▶ Referring expression data
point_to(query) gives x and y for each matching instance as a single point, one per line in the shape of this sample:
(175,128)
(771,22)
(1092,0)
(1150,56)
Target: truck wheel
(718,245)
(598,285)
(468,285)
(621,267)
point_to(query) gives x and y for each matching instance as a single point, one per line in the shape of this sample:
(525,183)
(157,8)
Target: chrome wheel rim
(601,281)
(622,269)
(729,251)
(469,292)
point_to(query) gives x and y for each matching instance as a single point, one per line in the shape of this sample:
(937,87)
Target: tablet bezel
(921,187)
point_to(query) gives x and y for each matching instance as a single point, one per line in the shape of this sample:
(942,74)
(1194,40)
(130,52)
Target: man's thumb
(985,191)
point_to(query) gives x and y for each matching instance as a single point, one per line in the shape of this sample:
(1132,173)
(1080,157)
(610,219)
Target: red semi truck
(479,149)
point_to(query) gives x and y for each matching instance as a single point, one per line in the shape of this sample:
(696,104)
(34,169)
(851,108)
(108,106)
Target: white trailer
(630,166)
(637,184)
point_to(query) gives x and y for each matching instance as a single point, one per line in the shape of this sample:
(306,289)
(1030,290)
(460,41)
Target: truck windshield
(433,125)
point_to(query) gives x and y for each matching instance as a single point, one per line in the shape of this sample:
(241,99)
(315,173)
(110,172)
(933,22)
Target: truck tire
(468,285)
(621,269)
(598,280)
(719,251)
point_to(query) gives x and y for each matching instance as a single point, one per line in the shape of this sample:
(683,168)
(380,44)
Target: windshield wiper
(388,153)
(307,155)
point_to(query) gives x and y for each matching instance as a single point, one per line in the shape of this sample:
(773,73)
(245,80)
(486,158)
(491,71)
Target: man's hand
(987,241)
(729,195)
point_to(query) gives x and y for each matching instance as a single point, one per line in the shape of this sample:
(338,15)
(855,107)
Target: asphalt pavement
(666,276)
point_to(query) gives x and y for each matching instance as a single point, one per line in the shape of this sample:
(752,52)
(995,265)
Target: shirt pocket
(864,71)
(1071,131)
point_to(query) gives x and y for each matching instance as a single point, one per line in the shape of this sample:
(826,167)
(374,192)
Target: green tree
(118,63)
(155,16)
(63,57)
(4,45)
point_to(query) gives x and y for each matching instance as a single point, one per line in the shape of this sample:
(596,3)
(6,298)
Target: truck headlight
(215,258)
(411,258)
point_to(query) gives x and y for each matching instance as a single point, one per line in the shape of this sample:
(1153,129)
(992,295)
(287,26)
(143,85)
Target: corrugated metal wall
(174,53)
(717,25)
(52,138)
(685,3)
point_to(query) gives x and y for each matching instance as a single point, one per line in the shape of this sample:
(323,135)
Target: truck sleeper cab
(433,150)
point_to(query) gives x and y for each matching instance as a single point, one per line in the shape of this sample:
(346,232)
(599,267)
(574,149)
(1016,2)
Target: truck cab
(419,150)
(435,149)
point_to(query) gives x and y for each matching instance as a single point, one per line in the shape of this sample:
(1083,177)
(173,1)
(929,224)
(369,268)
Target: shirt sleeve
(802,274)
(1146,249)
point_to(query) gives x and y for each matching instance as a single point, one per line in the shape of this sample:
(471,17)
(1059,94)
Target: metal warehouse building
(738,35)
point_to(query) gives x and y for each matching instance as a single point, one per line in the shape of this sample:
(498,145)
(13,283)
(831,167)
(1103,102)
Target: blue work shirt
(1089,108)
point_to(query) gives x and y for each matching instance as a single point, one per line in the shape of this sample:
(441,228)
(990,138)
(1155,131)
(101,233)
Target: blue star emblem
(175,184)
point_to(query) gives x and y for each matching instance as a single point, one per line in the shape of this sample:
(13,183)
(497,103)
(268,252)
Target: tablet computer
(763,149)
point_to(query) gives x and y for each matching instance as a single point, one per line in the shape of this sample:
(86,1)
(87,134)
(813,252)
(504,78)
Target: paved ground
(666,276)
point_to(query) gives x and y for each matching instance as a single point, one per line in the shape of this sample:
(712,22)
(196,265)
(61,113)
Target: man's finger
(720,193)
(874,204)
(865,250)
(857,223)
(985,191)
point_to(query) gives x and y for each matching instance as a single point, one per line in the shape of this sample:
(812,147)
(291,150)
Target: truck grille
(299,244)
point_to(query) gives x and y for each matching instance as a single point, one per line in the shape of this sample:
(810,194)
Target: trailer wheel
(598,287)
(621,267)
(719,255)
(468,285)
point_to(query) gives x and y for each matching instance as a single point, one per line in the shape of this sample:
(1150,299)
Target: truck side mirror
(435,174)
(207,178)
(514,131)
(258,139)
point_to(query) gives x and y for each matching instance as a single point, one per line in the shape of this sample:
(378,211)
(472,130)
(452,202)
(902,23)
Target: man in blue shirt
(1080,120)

▶ YOUR OBJECTIVE
A faithful, word-for-word copy of the data is the expected answer.

▶ WRITTEN SOLUTION
point_to(query) gives x and y for each matching instance as a single point, one per line in the shape of this sample:
(175,128)
(771,22)
(1092,0)
(1150,56)
Target: truck wheel
(718,245)
(598,285)
(468,285)
(621,267)
point_to(query) gives x and y for each matching instance as a single point, one per line in the shape of this sample:
(525,183)
(157,8)
Target: chrome wheel rim
(601,281)
(622,269)
(729,251)
(469,292)
point_to(query) gives x and y for each matching instance as a single point, one per line in the shape of this sample:
(937,87)
Target: tablet bezel
(921,187)
point_to(query) gives x and y for each matching instance as a single point, one per line in the shape of this sample:
(942,74)
(1194,40)
(130,52)
Target: man's thumb
(985,191)
point_to(query) gives x and y for each matching instance as a single point, one per line in the shape of this sample:
(1132,173)
(1080,157)
(610,219)
Target: red semi truck
(479,149)
point_to(query) gives x and y for each matching instance as a single point, one per line in the shape of this sample:
(696,104)
(34,169)
(851,108)
(108,106)
Target: white trailer
(630,166)
(637,184)
point_to(query) gives x and y for each matching instance as a single point, one per line in the shape of this sample:
(306,289)
(1030,290)
(460,41)
Target: truck windshield
(433,125)
point_to(query) gives x and y for each matching instance as a single point, one per line in the shape of this sample:
(241,99)
(315,173)
(110,172)
(933,22)
Target: truck tire
(468,285)
(621,269)
(598,280)
(719,251)
point_to(query) gives x and y for each matching instance as a single point, one per line in the shape of this sample:
(683,168)
(380,44)
Target: windshield wiper
(388,153)
(307,155)
point_to(query) gives x and y for each matching instance as a single point, one per line in the shape of this sample:
(773,73)
(245,80)
(486,158)
(491,71)
Target: man's hand
(987,241)
(729,195)
point_to(query) gives x and y for each matching instance as a single point, one per line in the shape of this sample:
(338,15)
(855,107)
Target: asphalt pavement
(666,276)
point_to(query) gives x and y for each matching instance as a single point, one per line in the shape of this sample:
(752,52)
(995,265)
Target: shirt pocket
(864,71)
(1071,131)
point_to(query) gives x and y for each matching instance as a single point, one per line in the shape of this sample:
(826,167)
(374,192)
Target: green tree
(118,63)
(155,16)
(63,57)
(4,45)
point_to(query) gives x and y for each matching instance as a single point, one per line in the shape of this sample:
(596,3)
(6,298)
Target: truck headlight
(215,258)
(411,258)
point_to(query) gives x and y for each matching instance as a single point, one per line in the shape of this sample:
(1153,129)
(992,295)
(287,26)
(143,85)
Target: corrugated metal wall
(174,53)
(717,25)
(52,138)
(685,3)
point_to(query) gives x and y for each matching instance as a single point, one per line in the shape of this sample:
(323,135)
Target: truck sleeper cab
(433,150)
point_to(query) gives x and y for each matching instance as a single point, one per line in the shape of this sample:
(346,232)
(599,267)
(574,149)
(1016,2)
Target: truck cab
(419,150)
(435,149)
point_to(query) gives x and y for each matching instance as a single point, one per line in the shape of this sample:
(1083,177)
(173,1)
(929,224)
(369,268)
Target: shirt sleeve
(802,274)
(1146,249)
point_to(query) gives x and y for each matching instance as a single point, one per line in the shape of this sample:
(471,17)
(1059,94)
Target: metal warehouse building
(738,35)
point_to(query) gives x and y for each matching instance as a single point, one per line in the shape of this sample:
(498,145)
(13,283)
(831,167)
(1103,102)
Target: blue work shirt
(1089,108)
point_to(query) gives x and y for each matching instance as a single point, one per line in the shape of this sample:
(441,228)
(990,138)
(1155,131)
(101,233)
Target: blue star emblem
(175,184)
point_to(query) gives x and y for each matching instance as a single point, one per line in the shape of this sample:
(13,183)
(497,103)
(268,252)
Target: tablet computer
(763,149)
point_to(query) gives x and y for each matching instance as a single point, one per line in the shape of this sample:
(86,1)
(87,134)
(813,252)
(504,78)
Target: paved ground
(666,276)
point_to(query) gives x and y for each matching instance as a single point, one per line in the shape of this sample:
(712,22)
(196,265)
(61,113)
Target: man's finger
(720,193)
(874,204)
(865,250)
(857,223)
(985,191)
point_to(query) gives x and y for each matching instance as a single point, one per line in the shape of this sample:
(812,147)
(291,150)
Target: truck grille
(299,244)
point_to(query) gives x and y for each matching instance as a single point, one per line in the shape of this sample:
(810,194)
Target: trailer wheel
(598,287)
(621,267)
(719,255)
(468,285)
point_to(query) gives x and y for each matching instance as a single point, one per line in the shape of this sample:
(1150,299)
Target: truck side mirror
(435,174)
(207,178)
(514,131)
(258,139)
point_to(query) gives x and y for each matching instance as a single point, one per line in the shape of this sample:
(378,211)
(472,130)
(452,202)
(902,23)
Target: man in blue shirt
(1080,120)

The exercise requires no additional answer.